> [Exercise]
Starting at the top of the records and stopping after the line that contains "[[845, 149, 910, 263]]", write out every line again, requests included. Scale each box coordinate in the answers by 1.3 and round to whole numbers with halves going up, but keep the numbers in the requests and their format samples as they are.

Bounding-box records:

##############################

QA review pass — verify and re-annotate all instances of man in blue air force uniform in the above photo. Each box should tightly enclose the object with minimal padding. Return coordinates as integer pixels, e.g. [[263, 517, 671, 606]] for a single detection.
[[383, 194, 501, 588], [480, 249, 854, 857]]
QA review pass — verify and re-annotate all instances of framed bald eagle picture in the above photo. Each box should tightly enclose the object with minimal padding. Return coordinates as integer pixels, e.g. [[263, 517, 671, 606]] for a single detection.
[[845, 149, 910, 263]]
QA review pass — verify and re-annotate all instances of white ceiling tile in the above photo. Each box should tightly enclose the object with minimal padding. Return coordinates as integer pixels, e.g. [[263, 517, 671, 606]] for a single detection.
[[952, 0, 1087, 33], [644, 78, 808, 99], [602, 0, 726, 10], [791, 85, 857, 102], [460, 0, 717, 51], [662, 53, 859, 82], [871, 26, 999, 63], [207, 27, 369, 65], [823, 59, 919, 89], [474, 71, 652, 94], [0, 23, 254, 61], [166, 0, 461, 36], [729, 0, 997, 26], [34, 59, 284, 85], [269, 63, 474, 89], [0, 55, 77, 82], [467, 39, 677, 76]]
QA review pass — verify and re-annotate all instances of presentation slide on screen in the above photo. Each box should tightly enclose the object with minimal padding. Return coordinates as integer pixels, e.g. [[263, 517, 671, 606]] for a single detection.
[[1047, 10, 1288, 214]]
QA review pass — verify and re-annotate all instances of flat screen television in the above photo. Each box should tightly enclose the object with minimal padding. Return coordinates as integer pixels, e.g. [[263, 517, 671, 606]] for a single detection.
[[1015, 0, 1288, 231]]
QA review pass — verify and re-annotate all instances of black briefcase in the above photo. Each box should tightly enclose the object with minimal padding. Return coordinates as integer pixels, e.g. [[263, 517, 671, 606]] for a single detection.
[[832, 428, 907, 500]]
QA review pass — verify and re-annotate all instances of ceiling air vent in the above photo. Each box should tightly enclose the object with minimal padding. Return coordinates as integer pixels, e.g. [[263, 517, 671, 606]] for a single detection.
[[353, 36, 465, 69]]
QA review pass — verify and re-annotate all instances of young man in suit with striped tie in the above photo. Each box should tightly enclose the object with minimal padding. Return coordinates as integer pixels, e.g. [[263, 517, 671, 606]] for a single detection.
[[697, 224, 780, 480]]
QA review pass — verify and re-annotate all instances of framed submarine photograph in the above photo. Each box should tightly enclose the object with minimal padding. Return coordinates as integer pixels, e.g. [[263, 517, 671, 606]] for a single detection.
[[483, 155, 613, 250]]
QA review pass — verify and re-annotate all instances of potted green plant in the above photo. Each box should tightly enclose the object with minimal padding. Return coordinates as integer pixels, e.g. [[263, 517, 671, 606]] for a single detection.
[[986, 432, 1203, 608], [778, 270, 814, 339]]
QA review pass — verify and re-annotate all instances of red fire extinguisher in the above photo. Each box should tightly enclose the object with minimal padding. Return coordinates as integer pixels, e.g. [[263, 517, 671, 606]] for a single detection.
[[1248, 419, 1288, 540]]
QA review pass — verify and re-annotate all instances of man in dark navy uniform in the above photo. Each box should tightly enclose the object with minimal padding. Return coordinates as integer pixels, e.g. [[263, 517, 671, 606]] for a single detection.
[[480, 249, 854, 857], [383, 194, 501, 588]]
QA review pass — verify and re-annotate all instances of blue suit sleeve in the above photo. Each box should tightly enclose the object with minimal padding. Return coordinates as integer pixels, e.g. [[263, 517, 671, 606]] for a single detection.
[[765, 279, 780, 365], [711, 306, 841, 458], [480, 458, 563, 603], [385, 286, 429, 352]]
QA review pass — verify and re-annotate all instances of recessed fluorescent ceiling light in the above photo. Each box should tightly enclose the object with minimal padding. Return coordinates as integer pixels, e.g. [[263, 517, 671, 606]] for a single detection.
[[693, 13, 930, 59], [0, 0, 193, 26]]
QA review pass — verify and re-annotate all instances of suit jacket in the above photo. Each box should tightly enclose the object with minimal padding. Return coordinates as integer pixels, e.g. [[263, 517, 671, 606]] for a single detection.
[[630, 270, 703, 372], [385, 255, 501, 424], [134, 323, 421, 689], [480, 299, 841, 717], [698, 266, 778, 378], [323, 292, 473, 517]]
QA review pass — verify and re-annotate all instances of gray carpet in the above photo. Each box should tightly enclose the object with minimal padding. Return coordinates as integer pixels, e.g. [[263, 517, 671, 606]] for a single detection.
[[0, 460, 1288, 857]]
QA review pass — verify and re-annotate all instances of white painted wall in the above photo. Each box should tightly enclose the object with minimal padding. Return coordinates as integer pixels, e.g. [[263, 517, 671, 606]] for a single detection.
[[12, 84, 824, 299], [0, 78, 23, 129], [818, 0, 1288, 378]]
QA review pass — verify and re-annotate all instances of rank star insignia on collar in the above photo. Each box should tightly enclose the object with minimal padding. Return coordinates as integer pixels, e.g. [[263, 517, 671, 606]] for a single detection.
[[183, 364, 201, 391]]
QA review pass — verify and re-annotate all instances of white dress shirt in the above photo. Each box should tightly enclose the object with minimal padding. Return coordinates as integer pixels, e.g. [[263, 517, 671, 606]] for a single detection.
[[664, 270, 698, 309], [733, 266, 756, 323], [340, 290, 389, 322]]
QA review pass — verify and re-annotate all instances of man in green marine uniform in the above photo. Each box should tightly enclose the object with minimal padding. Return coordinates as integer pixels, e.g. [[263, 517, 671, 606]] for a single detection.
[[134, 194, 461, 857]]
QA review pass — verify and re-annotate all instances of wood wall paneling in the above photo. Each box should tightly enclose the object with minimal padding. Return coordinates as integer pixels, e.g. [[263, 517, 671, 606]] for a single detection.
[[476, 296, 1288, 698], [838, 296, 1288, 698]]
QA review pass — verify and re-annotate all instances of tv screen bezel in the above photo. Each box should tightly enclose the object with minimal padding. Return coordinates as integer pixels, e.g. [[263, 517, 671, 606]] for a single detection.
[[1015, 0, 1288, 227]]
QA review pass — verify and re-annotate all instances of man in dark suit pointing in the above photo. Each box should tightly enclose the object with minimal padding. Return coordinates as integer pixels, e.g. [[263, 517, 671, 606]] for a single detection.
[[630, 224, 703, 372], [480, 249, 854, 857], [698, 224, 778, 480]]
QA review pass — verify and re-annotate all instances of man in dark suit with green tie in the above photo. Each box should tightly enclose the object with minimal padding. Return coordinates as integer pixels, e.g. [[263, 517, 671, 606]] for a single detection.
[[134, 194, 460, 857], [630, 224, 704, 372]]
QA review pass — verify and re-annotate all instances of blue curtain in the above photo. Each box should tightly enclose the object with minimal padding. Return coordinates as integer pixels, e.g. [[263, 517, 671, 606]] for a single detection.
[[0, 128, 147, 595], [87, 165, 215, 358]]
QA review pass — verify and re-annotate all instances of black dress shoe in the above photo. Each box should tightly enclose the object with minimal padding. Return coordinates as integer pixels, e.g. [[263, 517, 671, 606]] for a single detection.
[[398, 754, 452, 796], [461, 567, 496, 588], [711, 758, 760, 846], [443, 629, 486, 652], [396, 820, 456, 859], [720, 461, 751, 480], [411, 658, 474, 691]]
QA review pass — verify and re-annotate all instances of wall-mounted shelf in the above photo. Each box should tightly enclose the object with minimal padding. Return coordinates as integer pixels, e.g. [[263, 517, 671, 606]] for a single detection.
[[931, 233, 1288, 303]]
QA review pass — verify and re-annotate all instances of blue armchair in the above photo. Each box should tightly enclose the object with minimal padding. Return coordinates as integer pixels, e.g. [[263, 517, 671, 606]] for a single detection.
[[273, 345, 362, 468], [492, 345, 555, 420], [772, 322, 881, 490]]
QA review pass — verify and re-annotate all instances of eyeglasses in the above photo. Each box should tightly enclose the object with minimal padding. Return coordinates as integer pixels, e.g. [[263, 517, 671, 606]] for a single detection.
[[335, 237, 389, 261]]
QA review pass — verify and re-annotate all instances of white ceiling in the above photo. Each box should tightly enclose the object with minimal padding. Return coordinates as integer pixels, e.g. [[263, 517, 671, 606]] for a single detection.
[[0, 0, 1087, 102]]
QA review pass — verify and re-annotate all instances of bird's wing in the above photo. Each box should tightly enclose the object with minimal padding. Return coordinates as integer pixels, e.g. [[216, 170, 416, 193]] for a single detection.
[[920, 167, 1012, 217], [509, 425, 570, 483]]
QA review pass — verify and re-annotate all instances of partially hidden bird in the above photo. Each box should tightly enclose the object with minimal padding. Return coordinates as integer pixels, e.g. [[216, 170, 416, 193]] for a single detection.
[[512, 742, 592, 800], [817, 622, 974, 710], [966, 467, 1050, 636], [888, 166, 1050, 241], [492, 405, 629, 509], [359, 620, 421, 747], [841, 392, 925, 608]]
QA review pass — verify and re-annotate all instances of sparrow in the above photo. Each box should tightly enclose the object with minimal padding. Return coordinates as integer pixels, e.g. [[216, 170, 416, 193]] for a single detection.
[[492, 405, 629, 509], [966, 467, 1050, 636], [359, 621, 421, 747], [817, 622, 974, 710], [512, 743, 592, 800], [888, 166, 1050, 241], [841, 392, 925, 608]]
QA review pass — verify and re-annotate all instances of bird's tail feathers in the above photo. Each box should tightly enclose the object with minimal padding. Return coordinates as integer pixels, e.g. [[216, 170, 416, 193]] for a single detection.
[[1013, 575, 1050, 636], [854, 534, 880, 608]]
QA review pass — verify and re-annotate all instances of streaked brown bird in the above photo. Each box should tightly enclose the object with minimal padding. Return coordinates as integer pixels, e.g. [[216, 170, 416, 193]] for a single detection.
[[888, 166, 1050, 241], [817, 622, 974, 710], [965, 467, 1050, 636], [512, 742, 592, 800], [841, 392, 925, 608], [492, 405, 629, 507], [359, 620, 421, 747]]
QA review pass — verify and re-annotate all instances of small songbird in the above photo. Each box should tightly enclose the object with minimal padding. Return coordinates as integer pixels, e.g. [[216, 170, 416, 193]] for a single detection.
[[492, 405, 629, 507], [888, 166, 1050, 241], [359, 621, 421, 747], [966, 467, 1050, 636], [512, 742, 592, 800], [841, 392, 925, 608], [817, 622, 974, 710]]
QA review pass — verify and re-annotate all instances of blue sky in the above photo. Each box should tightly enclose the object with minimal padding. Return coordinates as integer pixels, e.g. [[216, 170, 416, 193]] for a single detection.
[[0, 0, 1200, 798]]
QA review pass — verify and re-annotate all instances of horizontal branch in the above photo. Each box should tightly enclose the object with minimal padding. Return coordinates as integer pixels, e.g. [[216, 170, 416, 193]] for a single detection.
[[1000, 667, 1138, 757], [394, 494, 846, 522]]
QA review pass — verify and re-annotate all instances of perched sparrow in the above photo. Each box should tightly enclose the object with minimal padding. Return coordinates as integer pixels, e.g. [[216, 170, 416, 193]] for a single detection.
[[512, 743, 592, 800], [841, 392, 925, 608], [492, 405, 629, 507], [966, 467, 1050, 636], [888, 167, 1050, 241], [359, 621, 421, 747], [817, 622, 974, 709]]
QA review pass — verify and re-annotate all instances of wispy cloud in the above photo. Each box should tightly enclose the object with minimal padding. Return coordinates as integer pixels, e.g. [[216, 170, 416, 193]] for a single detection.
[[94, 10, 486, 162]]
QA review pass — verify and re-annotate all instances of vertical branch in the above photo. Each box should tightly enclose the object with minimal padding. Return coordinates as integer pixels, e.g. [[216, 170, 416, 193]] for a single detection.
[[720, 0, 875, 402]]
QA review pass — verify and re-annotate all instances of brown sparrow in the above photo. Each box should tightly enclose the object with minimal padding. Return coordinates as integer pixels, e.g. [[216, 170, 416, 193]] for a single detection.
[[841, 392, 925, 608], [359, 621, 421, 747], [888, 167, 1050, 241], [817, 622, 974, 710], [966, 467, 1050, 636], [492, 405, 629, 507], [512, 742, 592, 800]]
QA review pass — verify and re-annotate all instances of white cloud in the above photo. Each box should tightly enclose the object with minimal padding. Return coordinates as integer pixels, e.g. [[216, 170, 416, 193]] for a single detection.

##############################

> [Response to the task]
QA review pass — verify and re-annotate all instances of man in blue air force uniform in the above photo. Each box should tightly enclose the object with minimal padding. Return coordinates as integer pixels, e.g. [[263, 517, 671, 606]] for a single detection.
[[498, 252, 651, 764], [624, 324, 1110, 1114]]
QA review pass — verify and re-annotate all instances of framed bald eagle picture in the above photo. Each box should tightly enclose the object with minimal padding. Return coordinates as integer pixels, e.g. [[263, 517, 671, 606]] for a single detection.
[[1099, 194, 1183, 342]]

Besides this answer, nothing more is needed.